> [What the task requires]:
Rewrite the rows below, replacing every "the service" with "the endpoint" and leaving everything else unchanged.

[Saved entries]
--------

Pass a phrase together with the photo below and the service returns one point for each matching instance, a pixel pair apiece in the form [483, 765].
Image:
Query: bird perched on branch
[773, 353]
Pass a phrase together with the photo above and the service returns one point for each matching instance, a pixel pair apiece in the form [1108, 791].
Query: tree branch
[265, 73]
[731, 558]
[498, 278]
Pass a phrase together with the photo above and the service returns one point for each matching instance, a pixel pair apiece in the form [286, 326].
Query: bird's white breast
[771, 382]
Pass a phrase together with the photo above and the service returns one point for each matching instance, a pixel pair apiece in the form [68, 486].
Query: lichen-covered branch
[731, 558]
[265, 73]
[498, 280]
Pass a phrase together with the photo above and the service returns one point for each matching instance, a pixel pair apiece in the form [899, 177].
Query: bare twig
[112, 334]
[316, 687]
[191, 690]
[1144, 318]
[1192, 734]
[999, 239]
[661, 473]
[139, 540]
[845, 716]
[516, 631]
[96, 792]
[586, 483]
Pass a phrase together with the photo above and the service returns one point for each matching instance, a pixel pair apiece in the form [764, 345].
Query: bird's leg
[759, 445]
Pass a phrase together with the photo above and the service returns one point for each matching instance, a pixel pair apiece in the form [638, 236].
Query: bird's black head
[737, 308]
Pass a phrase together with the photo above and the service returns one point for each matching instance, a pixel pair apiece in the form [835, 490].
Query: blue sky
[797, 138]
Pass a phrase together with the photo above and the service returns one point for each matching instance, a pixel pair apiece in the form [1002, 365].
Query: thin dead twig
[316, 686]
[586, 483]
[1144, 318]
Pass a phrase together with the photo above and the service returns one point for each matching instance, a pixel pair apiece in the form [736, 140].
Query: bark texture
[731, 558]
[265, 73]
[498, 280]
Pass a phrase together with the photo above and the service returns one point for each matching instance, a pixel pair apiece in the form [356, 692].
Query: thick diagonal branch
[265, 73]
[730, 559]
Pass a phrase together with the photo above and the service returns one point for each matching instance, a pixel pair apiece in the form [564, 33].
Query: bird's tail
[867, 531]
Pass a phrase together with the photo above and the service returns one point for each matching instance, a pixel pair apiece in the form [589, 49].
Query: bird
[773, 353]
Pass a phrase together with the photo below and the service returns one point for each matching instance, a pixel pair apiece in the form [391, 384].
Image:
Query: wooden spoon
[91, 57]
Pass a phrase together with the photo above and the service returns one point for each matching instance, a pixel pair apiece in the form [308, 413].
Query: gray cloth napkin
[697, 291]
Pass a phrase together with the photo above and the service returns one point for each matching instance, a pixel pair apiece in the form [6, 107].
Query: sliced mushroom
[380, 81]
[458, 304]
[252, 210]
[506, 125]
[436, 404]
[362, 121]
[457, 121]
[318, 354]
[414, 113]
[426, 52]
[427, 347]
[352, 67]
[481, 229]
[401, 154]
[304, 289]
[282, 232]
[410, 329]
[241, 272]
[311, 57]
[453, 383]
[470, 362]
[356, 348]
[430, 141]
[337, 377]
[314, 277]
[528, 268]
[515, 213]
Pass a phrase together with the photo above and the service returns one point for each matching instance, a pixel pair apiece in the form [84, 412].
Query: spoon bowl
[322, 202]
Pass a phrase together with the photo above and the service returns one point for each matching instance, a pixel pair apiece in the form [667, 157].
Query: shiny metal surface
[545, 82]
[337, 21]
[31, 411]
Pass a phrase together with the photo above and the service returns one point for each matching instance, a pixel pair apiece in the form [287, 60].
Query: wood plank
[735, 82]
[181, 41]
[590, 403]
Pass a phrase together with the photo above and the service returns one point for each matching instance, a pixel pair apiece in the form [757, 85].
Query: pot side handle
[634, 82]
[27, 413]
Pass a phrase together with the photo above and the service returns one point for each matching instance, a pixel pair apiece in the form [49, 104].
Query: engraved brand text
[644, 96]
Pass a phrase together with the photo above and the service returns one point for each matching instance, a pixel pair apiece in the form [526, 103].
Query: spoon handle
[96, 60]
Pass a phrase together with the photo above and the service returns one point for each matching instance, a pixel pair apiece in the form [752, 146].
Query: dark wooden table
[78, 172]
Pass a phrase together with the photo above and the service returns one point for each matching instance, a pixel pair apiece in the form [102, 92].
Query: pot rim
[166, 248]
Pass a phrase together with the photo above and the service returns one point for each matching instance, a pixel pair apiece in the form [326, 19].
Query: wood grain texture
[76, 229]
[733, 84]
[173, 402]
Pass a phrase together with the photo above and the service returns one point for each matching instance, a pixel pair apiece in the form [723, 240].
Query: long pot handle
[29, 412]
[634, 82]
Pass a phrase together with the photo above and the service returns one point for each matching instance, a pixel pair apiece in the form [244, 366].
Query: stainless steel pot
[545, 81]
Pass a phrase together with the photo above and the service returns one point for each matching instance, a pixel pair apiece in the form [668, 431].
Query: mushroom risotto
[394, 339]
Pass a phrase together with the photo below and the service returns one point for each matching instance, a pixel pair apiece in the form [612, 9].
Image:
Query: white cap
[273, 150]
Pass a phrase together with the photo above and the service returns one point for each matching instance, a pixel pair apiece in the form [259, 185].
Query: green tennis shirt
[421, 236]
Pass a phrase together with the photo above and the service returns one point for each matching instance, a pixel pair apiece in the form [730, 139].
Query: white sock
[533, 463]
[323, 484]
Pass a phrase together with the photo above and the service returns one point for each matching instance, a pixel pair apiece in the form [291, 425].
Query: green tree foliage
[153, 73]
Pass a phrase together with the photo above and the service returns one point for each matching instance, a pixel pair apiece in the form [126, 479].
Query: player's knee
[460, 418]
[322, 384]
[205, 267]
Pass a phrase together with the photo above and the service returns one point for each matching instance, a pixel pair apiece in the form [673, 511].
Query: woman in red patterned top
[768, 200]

--------

> [Answer for the task]:
Pass a phrase together with the photo below and the endpoint returns one point for each matching instance, a pixel pair apiece in the form [483, 765].
Image:
Query: bird perched on branch
[773, 353]
Pass a phrase together with the photo above and the endpoint returns one point for each matching instance, a pixel pair apiece in the form [1108, 791].
Query: tree branch
[265, 73]
[731, 558]
[498, 278]
Pass a phrase together with the photo above and the endpoint returns one point for each matching instance, a pixel pair apiece in the form [286, 326].
Query: bird's white breast
[771, 382]
Pass a phrase together with the photo above and the endpoint returns one point for each matching instance, a pixel pair apiece in the form [68, 486].
Query: lichen-covered branch
[731, 558]
[265, 73]
[498, 280]
Pass a phrase together with the photo above and the endpoint returns one point for each matching instance, a pixel pair apiece in the form [899, 177].
Query: bare twig
[112, 334]
[316, 687]
[191, 690]
[1144, 318]
[1192, 734]
[999, 239]
[661, 473]
[139, 540]
[845, 716]
[516, 631]
[96, 792]
[586, 483]
Pass a phrase together with the photo above and the endpoint returns one point for each matching instance, a pixel pair apiece in the form [764, 345].
Query: bird's leg
[759, 445]
Pass a phrase together with the photo above and the endpoint returns one point for each matching instance, a pixel pair apiece in the form [638, 236].
Query: bird's black head
[737, 308]
Pass a phrase together with the photo above and the endpoint returns one point for each matching instance, a pixel pair apiece in the form [835, 490].
Query: blue sky
[797, 138]
Pass a phrase together with the photo above and the endpoint returns one point for each matching instance, a pixel pair apiece in the form [1002, 365].
Query: thin dead twig
[316, 686]
[586, 483]
[1144, 318]
Pass a phrase together with the photo above and the endpoint returns one point for each matching instance, a pixel pair apiece in the form [736, 140].
Query: bark texture
[731, 558]
[265, 73]
[498, 280]
Pass a phrase together with the photo above and the endpoint returns one point for each matching instance, a pixel pair apiece in the form [356, 692].
Query: thick diagonal branch
[265, 73]
[730, 559]
Pass a phrase together with the photo above and the endpoint returns one point for each matching instance, a pixel pair apiece in the form [564, 33].
Query: bird's tail
[867, 531]
Pass a phrase together with the photo above and the endpoint returns one point for each matching instance, a pixel pair apiece in the form [589, 49].
Query: bird
[773, 353]
Pass a phrase together with the photo below and the endpoint returns one point for each matching instance, a pixel pair apiece in the form [391, 384].
Image:
Query: wooden spoon
[91, 57]
Pass a phrase together with the photo above and the endpoint returns one point for each matching instance, a pixel pair apiece in the form [308, 413].
Query: gray cloth napkin
[697, 291]
Pass a phrase together with the photo above and the endpoint returns one point for each matching instance, a pixel pair apiece in the form [6, 107].
Query: sliced mushroom
[380, 81]
[458, 304]
[252, 210]
[506, 125]
[436, 404]
[362, 121]
[457, 121]
[318, 354]
[414, 113]
[426, 52]
[427, 347]
[352, 67]
[481, 229]
[401, 154]
[304, 289]
[282, 232]
[410, 329]
[241, 272]
[311, 57]
[453, 383]
[470, 362]
[356, 348]
[430, 141]
[337, 377]
[314, 277]
[528, 268]
[515, 213]
Pass a phrase together with the photo above and the endpoint returns one point for each matching instance, a pixel pair apiece in the form [84, 412].
Query: spoon bowl
[322, 202]
Pass a phrase together with the photo above and the endpoint returns one point for each matching instance, a pixel pair apiece in the form [667, 157].
Query: shiny metal surface
[545, 82]
[337, 21]
[31, 411]
Pass a phrase together with the photo above and the endpoint returns one point for each matching instance, a pixel pair apiece in the form [287, 60].
Query: wood plank
[735, 82]
[181, 41]
[590, 403]
Pass a phrase together with the photo above and the endpoint returns one point for each matching instance, a pixel pair apiece in the form [757, 85].
Query: pot side handle
[634, 82]
[27, 413]
Pass a phrase together with the photo above and the endpoint returns one point for each matching instance, a pixel pair apiece in the form [49, 104].
Query: engraved brand text
[644, 96]
Pass a phrase together with the photo above and the endpoint returns one point for each matching instance, a pixel pair apiece in the form [526, 103].
Query: spoon handle
[96, 60]
Pass a phrase together with the photo above and the endpoint returns one point for each matching instance, a pixel pair apiece in the form [752, 146].
Query: dark wooden table
[78, 172]
Pass a phrase together with the photo above and the endpoint returns one point for each matching instance, a pixel pair apiece in the form [102, 92].
Query: pot rim
[166, 248]
Pass a phrase together with the photo above and the endpoint returns one point for each matching instance, a pixel pair apiece in the form [326, 19].
Query: wood grain texture
[76, 229]
[733, 84]
[173, 402]
Pass a phrase together with the photo above and the endpoint returns one point for each matching instance, a pixel pair apiece in the form [723, 240].
Query: long pot handle
[29, 412]
[634, 82]
Pass a phrase together with the photo above and the endpoint returns one point for each matching instance, a pixel pair apiece in the form [244, 366].
Query: stainless steel pot
[545, 81]
Pass a phrase together with the photo above and the endpoint returns one point for each matching instance, a pixel pair apiece in the form [668, 431].
Query: mushroom risotto
[394, 339]
Pass a phrase together with the photo below and the endpoint returns one point for each matching instance, a pixel pair apiece in the form [612, 9].
Image:
Query: white cap
[273, 150]
Pass a phrase together with the photo above and the endpoint returns one point for each matching instance, a pixel pair apiece in the form [259, 185].
Query: green tennis shirt
[421, 236]
Pass a phrase together with the photo above and the endpoint returns one point for each matching instance, a pixel pair apiece in the form [730, 139].
Query: white sock
[533, 463]
[323, 484]
Pass a phrase together with the photo above and the endpoint returns one point for each matching instance, a pixel pair apiece in the form [291, 425].
Query: green tree foliage
[153, 73]
Pass a phrase together with the photo above and the endpoint returns one point for each matching instance, a pixel pair apiece in the form [126, 479].
Query: player's knee
[460, 418]
[322, 384]
[205, 267]
Pass a phrase together with the photo above and the endpoint returns one point for each matching instance, a pixel pair apiece in the form [673, 511].
Query: woman in red patterned top
[768, 200]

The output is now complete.